Work order: Below are the records; pull every line that includes "TARGET".

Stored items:
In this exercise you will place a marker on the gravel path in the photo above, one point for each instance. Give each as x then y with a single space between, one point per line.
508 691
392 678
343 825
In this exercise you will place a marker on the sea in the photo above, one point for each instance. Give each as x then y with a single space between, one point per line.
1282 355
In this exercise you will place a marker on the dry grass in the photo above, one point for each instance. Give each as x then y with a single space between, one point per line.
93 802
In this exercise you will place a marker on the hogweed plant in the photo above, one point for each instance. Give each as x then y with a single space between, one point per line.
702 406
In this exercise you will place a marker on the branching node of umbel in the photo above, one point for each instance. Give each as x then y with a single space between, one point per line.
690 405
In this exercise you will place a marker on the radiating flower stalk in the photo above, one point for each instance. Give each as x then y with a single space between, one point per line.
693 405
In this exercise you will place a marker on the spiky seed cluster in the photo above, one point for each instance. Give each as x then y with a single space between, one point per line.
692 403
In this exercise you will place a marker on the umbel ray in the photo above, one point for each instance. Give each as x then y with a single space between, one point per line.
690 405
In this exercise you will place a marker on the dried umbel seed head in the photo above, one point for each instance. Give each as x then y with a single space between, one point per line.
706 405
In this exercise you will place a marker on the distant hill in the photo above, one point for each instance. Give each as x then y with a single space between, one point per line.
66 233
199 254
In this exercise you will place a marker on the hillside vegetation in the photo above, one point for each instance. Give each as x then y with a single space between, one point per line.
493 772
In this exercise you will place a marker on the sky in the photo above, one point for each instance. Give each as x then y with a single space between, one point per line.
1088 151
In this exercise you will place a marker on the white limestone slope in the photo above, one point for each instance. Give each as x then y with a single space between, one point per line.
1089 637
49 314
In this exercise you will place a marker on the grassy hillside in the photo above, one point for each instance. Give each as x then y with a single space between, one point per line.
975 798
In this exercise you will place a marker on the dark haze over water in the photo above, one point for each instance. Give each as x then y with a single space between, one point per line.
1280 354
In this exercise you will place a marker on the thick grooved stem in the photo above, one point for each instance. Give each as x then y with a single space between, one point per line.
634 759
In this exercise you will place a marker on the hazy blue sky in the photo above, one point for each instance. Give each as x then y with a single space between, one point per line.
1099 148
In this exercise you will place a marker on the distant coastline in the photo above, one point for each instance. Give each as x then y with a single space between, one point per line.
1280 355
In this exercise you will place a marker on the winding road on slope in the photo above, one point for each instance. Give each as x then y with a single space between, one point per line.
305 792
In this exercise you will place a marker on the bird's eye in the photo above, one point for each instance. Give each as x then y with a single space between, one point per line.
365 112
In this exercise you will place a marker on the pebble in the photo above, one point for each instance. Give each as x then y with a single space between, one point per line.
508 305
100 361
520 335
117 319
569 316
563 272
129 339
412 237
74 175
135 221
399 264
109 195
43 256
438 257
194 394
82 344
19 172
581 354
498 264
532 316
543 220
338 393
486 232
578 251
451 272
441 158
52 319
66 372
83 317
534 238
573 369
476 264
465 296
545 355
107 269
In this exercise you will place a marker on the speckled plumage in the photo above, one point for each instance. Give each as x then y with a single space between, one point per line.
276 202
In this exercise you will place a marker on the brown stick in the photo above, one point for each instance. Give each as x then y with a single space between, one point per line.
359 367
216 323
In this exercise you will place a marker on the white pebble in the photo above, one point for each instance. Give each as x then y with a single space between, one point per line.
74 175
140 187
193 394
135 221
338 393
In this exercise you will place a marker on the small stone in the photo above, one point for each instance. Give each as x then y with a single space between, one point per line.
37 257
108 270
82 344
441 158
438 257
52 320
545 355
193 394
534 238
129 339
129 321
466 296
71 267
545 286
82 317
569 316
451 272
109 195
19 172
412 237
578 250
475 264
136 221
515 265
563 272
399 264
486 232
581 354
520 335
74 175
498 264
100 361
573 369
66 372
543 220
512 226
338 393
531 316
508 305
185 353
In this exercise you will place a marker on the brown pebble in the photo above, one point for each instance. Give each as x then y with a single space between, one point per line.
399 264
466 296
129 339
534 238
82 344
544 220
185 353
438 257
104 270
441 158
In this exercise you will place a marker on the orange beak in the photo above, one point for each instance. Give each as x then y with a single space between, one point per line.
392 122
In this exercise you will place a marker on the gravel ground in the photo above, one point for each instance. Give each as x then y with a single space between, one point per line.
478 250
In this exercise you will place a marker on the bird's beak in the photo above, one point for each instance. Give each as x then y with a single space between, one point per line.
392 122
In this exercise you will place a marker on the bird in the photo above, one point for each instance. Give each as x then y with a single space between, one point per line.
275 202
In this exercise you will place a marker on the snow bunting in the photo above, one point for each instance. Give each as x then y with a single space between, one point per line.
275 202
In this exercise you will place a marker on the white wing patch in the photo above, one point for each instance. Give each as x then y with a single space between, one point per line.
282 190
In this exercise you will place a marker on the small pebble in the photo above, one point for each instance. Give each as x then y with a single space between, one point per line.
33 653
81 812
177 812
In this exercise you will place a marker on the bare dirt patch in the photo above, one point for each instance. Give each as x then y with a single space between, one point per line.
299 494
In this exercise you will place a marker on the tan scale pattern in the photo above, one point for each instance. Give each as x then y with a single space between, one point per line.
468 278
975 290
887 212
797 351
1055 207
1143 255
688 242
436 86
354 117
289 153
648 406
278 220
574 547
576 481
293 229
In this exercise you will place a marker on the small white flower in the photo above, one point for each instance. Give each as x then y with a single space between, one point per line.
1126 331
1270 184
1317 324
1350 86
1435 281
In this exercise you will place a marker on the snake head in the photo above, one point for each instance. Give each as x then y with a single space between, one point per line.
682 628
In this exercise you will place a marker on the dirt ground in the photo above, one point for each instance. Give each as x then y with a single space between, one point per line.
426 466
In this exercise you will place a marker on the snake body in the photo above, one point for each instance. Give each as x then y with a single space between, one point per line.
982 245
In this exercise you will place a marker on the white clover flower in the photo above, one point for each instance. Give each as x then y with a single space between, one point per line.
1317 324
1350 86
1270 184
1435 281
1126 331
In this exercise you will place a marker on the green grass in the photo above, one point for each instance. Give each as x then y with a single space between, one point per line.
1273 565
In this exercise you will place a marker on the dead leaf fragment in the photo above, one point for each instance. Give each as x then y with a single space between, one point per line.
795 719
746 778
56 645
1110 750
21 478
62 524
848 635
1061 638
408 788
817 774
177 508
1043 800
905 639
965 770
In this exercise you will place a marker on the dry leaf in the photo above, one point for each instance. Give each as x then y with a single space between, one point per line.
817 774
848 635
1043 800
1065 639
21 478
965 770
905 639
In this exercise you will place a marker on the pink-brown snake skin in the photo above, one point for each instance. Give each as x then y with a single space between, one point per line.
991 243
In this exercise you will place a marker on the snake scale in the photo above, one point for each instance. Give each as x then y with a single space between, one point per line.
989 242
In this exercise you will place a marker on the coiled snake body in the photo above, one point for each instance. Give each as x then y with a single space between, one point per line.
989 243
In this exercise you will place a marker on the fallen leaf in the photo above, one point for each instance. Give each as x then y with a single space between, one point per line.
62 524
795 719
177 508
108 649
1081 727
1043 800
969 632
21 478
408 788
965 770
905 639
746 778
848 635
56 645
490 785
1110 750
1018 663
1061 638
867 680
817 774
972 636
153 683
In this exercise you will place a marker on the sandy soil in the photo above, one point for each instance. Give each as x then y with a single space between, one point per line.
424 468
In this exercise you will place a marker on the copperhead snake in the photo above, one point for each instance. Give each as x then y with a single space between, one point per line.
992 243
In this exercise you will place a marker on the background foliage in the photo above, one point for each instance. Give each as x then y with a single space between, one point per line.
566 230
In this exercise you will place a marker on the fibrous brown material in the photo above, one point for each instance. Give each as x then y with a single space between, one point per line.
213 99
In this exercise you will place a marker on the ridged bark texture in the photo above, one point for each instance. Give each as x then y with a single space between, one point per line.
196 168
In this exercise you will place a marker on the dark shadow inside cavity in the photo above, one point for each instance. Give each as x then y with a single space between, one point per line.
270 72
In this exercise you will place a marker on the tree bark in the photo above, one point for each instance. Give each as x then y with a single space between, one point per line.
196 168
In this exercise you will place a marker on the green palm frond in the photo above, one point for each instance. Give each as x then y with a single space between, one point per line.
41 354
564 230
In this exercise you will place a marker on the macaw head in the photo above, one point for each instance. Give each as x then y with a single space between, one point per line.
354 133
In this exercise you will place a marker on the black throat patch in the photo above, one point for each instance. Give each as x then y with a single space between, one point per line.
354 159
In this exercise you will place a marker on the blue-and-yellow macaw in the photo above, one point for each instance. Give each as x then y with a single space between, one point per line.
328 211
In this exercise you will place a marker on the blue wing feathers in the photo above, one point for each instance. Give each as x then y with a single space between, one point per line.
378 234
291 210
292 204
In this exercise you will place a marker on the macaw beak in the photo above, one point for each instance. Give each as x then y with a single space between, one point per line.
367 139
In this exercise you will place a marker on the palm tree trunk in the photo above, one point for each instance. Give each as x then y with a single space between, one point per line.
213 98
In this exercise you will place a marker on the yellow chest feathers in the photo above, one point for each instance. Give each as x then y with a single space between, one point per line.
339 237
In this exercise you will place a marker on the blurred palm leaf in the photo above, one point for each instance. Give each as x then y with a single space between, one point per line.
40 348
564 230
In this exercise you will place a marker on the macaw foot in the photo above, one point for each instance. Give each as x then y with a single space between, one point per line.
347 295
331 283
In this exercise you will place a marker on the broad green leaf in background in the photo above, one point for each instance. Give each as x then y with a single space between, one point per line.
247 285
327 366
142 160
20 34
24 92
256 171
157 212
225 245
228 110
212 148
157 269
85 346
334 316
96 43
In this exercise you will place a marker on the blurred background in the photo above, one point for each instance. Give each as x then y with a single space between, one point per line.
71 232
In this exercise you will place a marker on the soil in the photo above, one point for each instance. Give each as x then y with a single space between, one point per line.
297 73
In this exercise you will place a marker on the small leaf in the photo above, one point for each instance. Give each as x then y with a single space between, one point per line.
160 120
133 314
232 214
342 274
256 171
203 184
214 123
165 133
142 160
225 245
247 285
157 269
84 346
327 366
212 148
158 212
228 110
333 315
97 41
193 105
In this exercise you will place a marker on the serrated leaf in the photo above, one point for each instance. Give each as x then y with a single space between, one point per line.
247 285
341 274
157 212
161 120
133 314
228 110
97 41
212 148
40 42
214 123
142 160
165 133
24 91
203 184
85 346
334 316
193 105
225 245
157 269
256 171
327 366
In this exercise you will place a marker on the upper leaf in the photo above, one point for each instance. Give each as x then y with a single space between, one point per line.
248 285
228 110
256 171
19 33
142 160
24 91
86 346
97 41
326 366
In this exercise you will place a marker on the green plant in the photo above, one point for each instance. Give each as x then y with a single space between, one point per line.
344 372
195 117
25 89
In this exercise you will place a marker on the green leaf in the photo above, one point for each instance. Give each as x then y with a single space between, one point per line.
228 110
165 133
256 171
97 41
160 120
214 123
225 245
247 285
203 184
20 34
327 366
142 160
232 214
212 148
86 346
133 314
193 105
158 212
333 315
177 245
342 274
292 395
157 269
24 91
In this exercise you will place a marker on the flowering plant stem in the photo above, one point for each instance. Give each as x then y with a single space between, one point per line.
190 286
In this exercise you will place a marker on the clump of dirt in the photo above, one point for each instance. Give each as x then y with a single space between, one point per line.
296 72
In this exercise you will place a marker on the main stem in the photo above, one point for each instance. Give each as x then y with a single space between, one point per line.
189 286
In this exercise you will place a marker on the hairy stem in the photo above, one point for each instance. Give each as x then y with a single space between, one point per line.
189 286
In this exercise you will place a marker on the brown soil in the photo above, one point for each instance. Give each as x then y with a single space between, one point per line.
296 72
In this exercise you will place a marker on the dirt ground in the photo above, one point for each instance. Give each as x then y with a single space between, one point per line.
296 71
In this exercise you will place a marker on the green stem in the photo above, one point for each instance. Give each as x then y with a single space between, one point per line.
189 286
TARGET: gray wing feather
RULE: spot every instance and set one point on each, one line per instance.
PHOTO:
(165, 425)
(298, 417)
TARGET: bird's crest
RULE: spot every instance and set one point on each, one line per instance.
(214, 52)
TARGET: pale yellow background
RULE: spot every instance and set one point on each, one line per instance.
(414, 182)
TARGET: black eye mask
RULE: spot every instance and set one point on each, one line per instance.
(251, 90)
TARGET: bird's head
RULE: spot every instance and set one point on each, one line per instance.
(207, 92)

Task solution:
TARGET: gray wing feather
TARGET: bird's crest
TARGET: pale yellow background
TARGET: black eye mask
TARGET: bird's head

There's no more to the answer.